▸ Task material
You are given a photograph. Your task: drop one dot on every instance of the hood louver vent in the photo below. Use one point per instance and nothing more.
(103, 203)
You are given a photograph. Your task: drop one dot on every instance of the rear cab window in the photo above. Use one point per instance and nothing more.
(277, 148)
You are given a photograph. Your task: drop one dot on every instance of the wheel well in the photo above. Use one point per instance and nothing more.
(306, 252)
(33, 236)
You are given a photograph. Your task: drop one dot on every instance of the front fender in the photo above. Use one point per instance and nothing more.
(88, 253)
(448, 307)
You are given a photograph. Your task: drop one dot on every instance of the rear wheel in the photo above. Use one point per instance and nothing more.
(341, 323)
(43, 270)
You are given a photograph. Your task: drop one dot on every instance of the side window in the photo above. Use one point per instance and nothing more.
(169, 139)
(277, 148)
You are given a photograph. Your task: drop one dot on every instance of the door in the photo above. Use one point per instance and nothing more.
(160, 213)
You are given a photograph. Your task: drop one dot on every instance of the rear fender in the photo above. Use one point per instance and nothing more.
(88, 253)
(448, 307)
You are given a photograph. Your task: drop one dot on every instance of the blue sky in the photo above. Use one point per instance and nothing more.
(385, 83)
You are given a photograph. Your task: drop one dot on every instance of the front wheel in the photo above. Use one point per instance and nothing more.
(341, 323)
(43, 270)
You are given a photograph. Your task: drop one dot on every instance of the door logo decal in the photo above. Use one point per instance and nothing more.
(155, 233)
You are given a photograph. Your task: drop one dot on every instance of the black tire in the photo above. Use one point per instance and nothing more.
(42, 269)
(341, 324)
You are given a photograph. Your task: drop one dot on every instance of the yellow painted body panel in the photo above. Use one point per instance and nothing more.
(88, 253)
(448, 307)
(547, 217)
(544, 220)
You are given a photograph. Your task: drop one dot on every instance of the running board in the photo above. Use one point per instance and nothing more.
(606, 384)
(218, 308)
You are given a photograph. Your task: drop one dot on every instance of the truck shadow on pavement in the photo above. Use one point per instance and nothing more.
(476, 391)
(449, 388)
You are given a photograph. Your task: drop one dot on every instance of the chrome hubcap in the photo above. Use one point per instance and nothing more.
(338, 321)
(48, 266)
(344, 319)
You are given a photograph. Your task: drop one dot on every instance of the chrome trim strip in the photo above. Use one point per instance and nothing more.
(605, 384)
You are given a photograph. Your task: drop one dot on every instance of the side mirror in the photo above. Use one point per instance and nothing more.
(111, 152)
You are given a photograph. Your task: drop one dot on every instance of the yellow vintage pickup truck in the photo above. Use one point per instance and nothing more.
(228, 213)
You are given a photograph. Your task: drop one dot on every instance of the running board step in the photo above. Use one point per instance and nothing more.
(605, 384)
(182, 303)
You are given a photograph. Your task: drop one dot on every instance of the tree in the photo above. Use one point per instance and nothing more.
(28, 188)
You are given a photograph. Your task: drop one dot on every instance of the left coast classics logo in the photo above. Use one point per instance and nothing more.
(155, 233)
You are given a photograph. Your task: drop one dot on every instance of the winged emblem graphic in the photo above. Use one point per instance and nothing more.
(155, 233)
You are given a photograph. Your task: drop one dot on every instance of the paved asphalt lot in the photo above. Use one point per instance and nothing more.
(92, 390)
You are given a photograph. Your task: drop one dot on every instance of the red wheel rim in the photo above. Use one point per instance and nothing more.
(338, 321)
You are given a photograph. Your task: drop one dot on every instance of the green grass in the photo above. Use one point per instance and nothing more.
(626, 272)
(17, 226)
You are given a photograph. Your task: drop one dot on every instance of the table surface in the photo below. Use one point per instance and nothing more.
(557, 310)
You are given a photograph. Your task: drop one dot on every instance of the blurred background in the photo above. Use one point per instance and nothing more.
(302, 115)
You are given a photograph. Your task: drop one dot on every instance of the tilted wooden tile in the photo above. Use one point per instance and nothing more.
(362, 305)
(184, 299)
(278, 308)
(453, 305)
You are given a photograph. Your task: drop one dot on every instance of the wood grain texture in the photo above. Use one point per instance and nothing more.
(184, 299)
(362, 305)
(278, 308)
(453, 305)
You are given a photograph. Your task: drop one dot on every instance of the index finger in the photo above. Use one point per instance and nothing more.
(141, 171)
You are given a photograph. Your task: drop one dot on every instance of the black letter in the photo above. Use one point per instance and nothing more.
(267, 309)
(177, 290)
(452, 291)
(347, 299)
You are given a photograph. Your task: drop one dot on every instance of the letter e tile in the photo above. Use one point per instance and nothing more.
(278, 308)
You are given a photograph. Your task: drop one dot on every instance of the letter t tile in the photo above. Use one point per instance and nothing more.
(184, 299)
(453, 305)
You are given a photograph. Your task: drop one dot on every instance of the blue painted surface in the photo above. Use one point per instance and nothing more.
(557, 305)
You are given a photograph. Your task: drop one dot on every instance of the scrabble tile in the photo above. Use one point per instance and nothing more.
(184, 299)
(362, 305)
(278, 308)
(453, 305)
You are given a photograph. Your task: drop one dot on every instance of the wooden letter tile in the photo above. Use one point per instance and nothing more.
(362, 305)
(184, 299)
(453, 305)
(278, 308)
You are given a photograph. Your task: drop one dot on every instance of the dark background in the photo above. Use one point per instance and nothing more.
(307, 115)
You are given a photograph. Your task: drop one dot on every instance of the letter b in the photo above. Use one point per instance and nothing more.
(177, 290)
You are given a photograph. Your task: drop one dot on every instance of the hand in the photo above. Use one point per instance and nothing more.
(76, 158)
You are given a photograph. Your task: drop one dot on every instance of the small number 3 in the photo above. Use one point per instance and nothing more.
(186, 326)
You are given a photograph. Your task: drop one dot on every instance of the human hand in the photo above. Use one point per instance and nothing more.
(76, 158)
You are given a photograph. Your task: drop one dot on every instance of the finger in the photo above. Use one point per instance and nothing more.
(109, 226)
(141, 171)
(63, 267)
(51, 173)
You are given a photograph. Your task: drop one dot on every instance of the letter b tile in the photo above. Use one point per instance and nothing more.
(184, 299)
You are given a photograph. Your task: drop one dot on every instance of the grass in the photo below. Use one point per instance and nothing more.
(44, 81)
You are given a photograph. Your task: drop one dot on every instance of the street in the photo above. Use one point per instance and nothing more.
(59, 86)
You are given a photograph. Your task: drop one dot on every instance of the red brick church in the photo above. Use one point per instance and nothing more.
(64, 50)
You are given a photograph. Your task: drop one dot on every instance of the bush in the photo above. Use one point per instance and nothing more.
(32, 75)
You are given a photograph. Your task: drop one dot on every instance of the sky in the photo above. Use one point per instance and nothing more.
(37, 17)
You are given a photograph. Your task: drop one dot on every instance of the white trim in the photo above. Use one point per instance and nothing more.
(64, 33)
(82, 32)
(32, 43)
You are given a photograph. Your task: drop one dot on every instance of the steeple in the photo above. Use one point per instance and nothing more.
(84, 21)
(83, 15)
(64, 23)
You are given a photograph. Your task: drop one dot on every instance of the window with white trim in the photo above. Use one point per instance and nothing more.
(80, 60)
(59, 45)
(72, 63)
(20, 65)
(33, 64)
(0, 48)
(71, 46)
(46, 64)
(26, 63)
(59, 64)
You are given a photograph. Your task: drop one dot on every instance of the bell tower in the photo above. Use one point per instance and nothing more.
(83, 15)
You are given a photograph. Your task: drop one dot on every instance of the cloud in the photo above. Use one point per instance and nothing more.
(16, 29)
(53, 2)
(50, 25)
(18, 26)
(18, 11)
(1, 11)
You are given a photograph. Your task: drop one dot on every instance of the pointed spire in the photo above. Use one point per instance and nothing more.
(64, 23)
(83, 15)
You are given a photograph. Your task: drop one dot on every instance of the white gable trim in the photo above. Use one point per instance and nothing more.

▸ About this exercise
Your answer should consist only of the lines from the one that holds "the white trim" to the end of the entries above, both ends included, each repeated exactly.

▸ Output
You are given a photograph. Your task: drop one dot on every instance of the white trim in the photo above. Use one point per instance and nothing more.
(64, 33)
(82, 32)
(32, 43)
You are given a photograph. Your task: drop one dot on every instance of the steeple in the photo above. Use one point per instance and nothing more.
(84, 21)
(83, 15)
(64, 23)
You are given a photograph. Your task: drop one dot on every instance of the window with white trim in the photo above. Use one point per instance and nothing more.
(80, 60)
(59, 45)
(72, 63)
(20, 65)
(33, 64)
(0, 48)
(71, 46)
(46, 64)
(26, 63)
(59, 64)
You are given a photograph. Your task: drop one dot on every instance of the bell tower in the photo above. Use one point per instance and nothing more.
(83, 15)
You are given a photograph. Your task: drop one dot on every instance of the cloud in the photo above. Use one point per instance and nothing more.
(16, 29)
(53, 2)
(50, 25)
(18, 26)
(18, 11)
(1, 11)
You are given a photograph. Your task: drop one dot on every instance of the pointed spire in the photo above. Use one point per instance and nothing more.
(64, 23)
(83, 15)
You are given a photograph. Your task: drop one dot on every instance of the white gable trim in the photo above. Use one point per instance and nothing more.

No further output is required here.